== What the task asks ==
Your task is to write out the lines from the line containing "Outline every instance of the loose dirt." through the last line of the material, exactly.

== Entries provided ==
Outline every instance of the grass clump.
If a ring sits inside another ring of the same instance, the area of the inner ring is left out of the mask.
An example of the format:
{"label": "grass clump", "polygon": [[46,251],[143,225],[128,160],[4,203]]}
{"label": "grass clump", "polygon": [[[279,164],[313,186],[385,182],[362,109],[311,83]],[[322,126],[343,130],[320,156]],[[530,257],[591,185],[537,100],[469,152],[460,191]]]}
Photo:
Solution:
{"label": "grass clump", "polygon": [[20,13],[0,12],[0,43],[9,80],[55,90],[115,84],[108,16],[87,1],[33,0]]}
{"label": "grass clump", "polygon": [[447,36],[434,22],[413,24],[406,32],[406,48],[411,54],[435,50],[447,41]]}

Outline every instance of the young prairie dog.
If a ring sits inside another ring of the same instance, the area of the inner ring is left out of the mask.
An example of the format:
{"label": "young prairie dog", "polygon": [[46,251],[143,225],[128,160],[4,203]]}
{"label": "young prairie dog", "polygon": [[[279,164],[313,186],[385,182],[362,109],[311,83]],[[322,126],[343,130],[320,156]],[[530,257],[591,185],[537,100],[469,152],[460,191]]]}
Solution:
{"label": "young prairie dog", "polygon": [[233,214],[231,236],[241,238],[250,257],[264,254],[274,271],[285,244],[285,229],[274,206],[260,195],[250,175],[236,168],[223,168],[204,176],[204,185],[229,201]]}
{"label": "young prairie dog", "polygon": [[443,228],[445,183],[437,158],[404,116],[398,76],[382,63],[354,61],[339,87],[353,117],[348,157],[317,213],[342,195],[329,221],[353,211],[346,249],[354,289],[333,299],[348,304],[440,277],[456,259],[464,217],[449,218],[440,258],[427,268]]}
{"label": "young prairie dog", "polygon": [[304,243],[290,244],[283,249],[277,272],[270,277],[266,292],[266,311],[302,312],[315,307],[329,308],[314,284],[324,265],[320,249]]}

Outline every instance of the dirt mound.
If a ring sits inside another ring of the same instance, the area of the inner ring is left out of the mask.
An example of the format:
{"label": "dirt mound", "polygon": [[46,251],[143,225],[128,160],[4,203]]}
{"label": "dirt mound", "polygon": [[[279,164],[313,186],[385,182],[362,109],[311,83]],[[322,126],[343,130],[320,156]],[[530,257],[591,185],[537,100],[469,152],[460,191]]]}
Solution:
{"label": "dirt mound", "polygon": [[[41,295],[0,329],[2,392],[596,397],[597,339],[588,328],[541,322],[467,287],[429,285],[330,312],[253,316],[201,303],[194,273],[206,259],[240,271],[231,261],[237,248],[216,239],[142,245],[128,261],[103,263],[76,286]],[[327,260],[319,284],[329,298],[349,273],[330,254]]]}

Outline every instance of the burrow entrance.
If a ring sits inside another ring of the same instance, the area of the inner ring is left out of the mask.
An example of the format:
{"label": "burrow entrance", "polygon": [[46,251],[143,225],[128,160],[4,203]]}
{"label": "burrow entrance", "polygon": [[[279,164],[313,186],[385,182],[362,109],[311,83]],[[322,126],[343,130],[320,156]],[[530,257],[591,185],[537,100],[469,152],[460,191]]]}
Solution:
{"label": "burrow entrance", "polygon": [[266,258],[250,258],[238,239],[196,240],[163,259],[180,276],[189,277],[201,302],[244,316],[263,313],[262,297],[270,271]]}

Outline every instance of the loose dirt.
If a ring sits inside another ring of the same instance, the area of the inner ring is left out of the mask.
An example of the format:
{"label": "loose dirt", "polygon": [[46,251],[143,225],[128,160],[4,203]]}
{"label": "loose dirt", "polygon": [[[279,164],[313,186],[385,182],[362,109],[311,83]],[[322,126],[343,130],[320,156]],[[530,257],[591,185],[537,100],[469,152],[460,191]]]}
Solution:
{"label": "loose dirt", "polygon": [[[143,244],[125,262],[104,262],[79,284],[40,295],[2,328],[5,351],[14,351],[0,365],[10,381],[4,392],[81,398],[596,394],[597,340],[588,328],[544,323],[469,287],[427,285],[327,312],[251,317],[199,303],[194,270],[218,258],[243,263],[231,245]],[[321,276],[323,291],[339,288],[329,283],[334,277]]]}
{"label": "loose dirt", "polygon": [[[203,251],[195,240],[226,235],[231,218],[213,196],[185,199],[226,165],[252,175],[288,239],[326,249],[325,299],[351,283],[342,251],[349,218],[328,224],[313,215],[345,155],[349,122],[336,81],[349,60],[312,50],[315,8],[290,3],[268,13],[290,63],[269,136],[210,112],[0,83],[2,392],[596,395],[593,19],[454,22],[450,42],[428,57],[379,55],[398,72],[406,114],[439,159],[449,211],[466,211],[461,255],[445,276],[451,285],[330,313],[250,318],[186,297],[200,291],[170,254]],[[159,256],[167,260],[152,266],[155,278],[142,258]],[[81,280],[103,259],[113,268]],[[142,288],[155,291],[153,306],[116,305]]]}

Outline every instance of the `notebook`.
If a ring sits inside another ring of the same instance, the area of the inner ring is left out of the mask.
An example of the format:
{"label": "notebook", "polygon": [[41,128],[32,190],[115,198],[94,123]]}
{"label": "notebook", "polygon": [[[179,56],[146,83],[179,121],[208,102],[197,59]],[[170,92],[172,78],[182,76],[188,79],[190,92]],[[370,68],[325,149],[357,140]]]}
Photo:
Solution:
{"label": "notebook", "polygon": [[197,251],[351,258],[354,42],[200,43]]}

== Full solution ==
Outline every instance of the loose dirt.
If a ring sits inside another ring of the same instance, the area of the inner ring is left out of the mask.
An example of the format:
{"label": "loose dirt", "polygon": [[46,251],[143,225],[128,160],[4,203]]}
{"label": "loose dirt", "polygon": [[[279,164],[313,186],[385,182],[362,109],[311,83]],[[322,126],[343,130],[320,156]],[[530,257],[591,185],[537,100],[469,152],[460,191]]]}
Solution:
{"label": "loose dirt", "polygon": [[[143,244],[125,262],[104,262],[79,284],[40,295],[2,328],[5,351],[14,351],[0,365],[10,381],[4,392],[81,398],[596,394],[597,340],[588,328],[544,323],[469,287],[427,285],[327,312],[251,317],[199,303],[194,270],[218,258],[243,263],[231,245]],[[321,276],[323,291],[339,288],[329,283],[334,277]]]}
{"label": "loose dirt", "polygon": [[[203,251],[195,240],[226,235],[231,218],[213,196],[185,199],[226,165],[252,175],[288,239],[326,249],[325,299],[351,283],[342,251],[349,218],[328,224],[313,215],[345,155],[349,122],[336,81],[349,60],[312,50],[315,8],[290,3],[268,13],[290,63],[269,136],[210,112],[0,83],[2,392],[596,395],[593,19],[454,22],[450,42],[428,57],[379,55],[398,72],[406,114],[439,159],[449,211],[466,211],[461,255],[445,276],[451,285],[330,313],[250,318],[186,297],[200,291],[170,254]],[[159,256],[167,260],[152,266],[155,278],[142,258]],[[81,280],[103,259],[113,268]],[[142,288],[155,291],[153,306],[116,305]]]}

Outline every instance of the `notebook`.
If a ring sits inside another ring of the same instance, the area of the inner ring is left out of the mask.
An example of the format:
{"label": "notebook", "polygon": [[41,128],[32,190],[115,198],[94,123]]}
{"label": "notebook", "polygon": [[[179,56],[146,83],[179,121],[208,102],[197,59]],[[170,92],[172,78],[182,76],[188,79],[190,92]],[[370,68],[325,149],[357,140]]]}
Photo:
Solution:
{"label": "notebook", "polygon": [[197,251],[351,258],[354,42],[200,43]]}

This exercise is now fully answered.